What to do:
Pull out every line of the data below that contains the string "flower". Case counts.

A run of data
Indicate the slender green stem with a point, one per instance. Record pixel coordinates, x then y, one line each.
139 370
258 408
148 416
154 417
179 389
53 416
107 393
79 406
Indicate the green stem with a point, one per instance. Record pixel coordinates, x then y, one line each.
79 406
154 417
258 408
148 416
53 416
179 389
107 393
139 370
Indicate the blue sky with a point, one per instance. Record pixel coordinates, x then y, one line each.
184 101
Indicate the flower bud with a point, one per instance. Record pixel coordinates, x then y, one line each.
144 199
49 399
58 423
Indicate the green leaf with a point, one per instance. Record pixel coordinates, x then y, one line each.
==
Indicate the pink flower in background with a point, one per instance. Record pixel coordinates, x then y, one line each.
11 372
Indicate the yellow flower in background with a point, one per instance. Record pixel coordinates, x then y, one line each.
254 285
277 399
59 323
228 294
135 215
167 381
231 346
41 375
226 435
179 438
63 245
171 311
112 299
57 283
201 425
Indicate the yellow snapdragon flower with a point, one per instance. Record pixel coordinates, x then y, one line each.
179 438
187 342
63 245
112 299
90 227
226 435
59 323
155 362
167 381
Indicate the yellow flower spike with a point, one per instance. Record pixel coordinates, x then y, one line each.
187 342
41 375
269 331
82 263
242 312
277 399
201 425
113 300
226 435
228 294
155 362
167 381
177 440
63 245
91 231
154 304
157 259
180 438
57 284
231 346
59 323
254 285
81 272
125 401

Full answer:
Indicate the flower bud with a point, one per instance. Record pixel coordinates, x then y, one line each.
Indicate the pink flower in background with a point, one per instance. Record pixel coordinates, x then y, one line each.
Indicate the yellow flower in background with a point, one per instance. Record pixel coordinates, x then y, one line each.
Indicate the yellow snapdragon flower with a point, one per instance. Record pixel coordinates, x then y, one line each.
Indicate the yellow flower spike with a point, one per instance. Record pixel coordinates, x then y, one line each.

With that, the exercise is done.